Work to be completed
In this exercise, write out the data word for word and leave every image out.

----------

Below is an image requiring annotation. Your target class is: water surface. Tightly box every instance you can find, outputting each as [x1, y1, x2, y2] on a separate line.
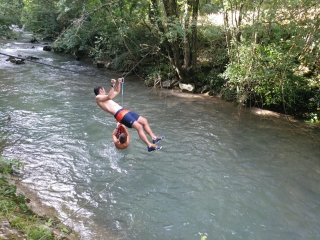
[1, 35, 320, 240]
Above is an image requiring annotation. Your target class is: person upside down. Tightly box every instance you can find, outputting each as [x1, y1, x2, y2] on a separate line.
[94, 78, 164, 152]
[112, 122, 130, 150]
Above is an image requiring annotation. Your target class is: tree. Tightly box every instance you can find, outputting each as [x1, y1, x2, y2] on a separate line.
[21, 0, 61, 36]
[0, 0, 24, 38]
[220, 0, 320, 115]
[149, 0, 200, 83]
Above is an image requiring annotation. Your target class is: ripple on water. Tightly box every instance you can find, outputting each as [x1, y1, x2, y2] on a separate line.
[1, 39, 320, 239]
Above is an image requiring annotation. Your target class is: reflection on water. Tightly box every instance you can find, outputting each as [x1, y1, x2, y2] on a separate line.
[1, 35, 320, 240]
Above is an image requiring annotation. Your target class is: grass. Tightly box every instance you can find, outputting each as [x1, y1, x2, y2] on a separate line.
[0, 156, 78, 240]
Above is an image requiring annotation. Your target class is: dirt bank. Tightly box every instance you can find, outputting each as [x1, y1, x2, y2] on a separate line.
[2, 174, 79, 240]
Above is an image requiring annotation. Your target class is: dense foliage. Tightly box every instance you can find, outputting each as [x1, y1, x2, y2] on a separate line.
[0, 0, 24, 38]
[0, 0, 319, 118]
[220, 0, 320, 116]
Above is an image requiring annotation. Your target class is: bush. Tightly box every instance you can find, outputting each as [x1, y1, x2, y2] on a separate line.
[0, 157, 23, 175]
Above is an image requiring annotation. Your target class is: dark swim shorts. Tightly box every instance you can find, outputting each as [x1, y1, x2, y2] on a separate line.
[114, 108, 140, 128]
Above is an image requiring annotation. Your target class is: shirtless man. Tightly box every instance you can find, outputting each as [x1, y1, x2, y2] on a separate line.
[94, 78, 164, 152]
[112, 122, 130, 149]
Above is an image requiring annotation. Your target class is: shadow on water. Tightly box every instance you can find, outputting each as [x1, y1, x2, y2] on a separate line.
[1, 34, 320, 240]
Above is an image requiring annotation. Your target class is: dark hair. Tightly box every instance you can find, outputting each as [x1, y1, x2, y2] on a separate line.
[94, 86, 103, 96]
[119, 133, 127, 144]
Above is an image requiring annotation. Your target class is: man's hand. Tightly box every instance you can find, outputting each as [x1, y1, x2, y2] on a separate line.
[111, 79, 116, 85]
[118, 78, 123, 83]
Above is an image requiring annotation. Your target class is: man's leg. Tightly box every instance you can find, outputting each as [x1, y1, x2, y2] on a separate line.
[131, 121, 153, 147]
[136, 116, 157, 140]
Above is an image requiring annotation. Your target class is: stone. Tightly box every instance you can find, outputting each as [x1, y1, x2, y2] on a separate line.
[0, 217, 25, 239]
[96, 62, 105, 68]
[43, 45, 52, 51]
[179, 82, 195, 92]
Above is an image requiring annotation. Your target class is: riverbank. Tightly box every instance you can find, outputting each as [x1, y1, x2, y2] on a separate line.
[0, 170, 79, 240]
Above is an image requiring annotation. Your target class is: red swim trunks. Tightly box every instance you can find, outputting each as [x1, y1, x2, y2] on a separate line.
[115, 125, 125, 139]
[114, 108, 140, 128]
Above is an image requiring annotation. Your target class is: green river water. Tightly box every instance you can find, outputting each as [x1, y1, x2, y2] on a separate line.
[1, 33, 320, 240]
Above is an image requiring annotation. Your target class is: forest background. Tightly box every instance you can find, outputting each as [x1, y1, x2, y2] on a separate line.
[0, 0, 319, 120]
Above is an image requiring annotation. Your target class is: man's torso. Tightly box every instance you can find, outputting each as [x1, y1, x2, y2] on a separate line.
[96, 98, 122, 115]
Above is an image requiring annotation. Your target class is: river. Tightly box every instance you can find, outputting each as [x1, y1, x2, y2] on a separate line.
[1, 33, 320, 240]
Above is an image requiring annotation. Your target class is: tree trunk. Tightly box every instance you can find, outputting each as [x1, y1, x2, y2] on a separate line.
[149, 0, 199, 83]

----------

Task answer
Below is an image requiring annotation. Your target class is: water surface. Tightly box every instance you can find, outputting each as [x1, y1, x2, y2] on a separate line.
[1, 35, 320, 240]
Above is an image requiring annotation. Your target class is: person upside down. Tightly box every instance you can find, outputting each as [x1, y1, x2, y2] on a separate line.
[94, 78, 164, 152]
[112, 122, 130, 150]
Above is an image requiring annotation. Your target class is: tree. Tightly box every instance you can find, outputting each as [x1, y1, x2, y2] on a separate line.
[21, 0, 61, 36]
[0, 0, 24, 38]
[220, 0, 320, 115]
[149, 0, 200, 83]
Above is an image requiring annotation. Your target class is: ripple on water. Tightly box every instance you can find, outputting each as [x1, y1, x2, y2] on a separate line.
[1, 39, 320, 239]
Above is an image requiring annotation. Your target class is: reflection on water. Tightly box every instance you can find, outputting each as [x1, y1, x2, y2] on a separate line.
[1, 35, 320, 240]
Above is an image requiring annotation. Your target class is: grass. Tightly box every instance you can find, outputting each as [x1, y1, x2, y2] on a separate line.
[0, 156, 78, 240]
Above is an image requiring annotation. Your target class is: dirt bank. Tightly box every instance you can find, outputting each as [x1, y1, x2, y2] on a separate line.
[2, 174, 79, 240]
Above is an image requiring annotation. Your target class is: dense foliage. Tightly box every instance you can find, outputting each as [x1, y1, x2, y2] on a separate line.
[0, 0, 24, 38]
[0, 0, 319, 118]
[220, 0, 320, 116]
Above is an image requiring annotation. Your target class is: bush. Tightly box every instance you can find, outputting each as [x1, y1, x2, y2] on a separate line.
[0, 157, 23, 175]
Above is an image requiring annotation. Your target class is: dark swim shorts. Tightly box every instance you can find, outputting each as [x1, y1, x2, y2] on a separate line.
[114, 108, 140, 128]
Above is an image requiring annotation. Your target class is: shirtless man. Tightly box every instance you can find, outputting each as [x1, y1, x2, y2] on a separate line.
[94, 78, 164, 152]
[112, 122, 130, 149]
Above is an image requiring annotation. Your target class is: shadow on water. Tightly box every instance you can find, outputting each as [x1, y1, x2, y2] on a separate line.
[1, 34, 320, 240]
Above is an image requiring annotation. Your target class is: dark hair. Tightly box every instance you can find, outputting each as [x1, y1, x2, y2] on a separate line.
[94, 86, 103, 96]
[119, 133, 127, 144]
Above is an image requiring annotation. Your target class is: man's hand. Tightly box every instance you can find, outputting each as [x1, y1, x2, y2] on a separate line.
[111, 79, 116, 85]
[118, 78, 123, 83]
Above is an image requiring annotation. Your target class is: man's leg. Tightly box every instance you can find, outputting each as [x1, y1, x2, y2] on a separate line.
[131, 121, 153, 147]
[136, 116, 157, 140]
Above is an image requiring annotation. Your target class is: stone. Tightly box every instance you can find, outputting each as [x1, y1, x2, y2] on a separate line.
[0, 217, 25, 239]
[96, 62, 105, 68]
[43, 45, 52, 51]
[179, 82, 195, 92]
Above is an image requiring annotation. Your target class is: riverbank. Tightly box every instance you can find, outputting each as [x1, y1, x2, y2] on a separate line.
[0, 170, 79, 240]
Above is an image requiring annotation. Your target class is: red swim trunks. Tightly box every instance you can find, outputting each as [x1, y1, x2, y2] on a separate line.
[115, 125, 125, 139]
[114, 108, 140, 128]
Above is an image requiring annotation. Your target class is: green river water. Tightly box every instance you can find, outputting each as [x1, y1, x2, y2] on a separate line.
[1, 33, 320, 240]
Above is an image requiring annotation. Your target class is: forest background. Tightly box every instance you can find, outputting each as [x1, y1, x2, y2] on a separate line.
[0, 0, 319, 120]
Above is an image requiring annotation. Your target class is: man's torso. Tightly box every instance you can find, outputting each as [x1, y1, x2, y2] on a separate line.
[96, 98, 122, 115]
Above is an image requiring annotation. Your target class is: river. Tightly box every instance you can find, outputting each as [x1, y1, x2, y2] on a separate line.
[1, 33, 320, 240]
Above is an image requiring annotation. Your target class is: tree trunk. Tightly box every instance you can find, outputting each as [x1, y1, x2, y2] on a separate line.
[149, 0, 199, 83]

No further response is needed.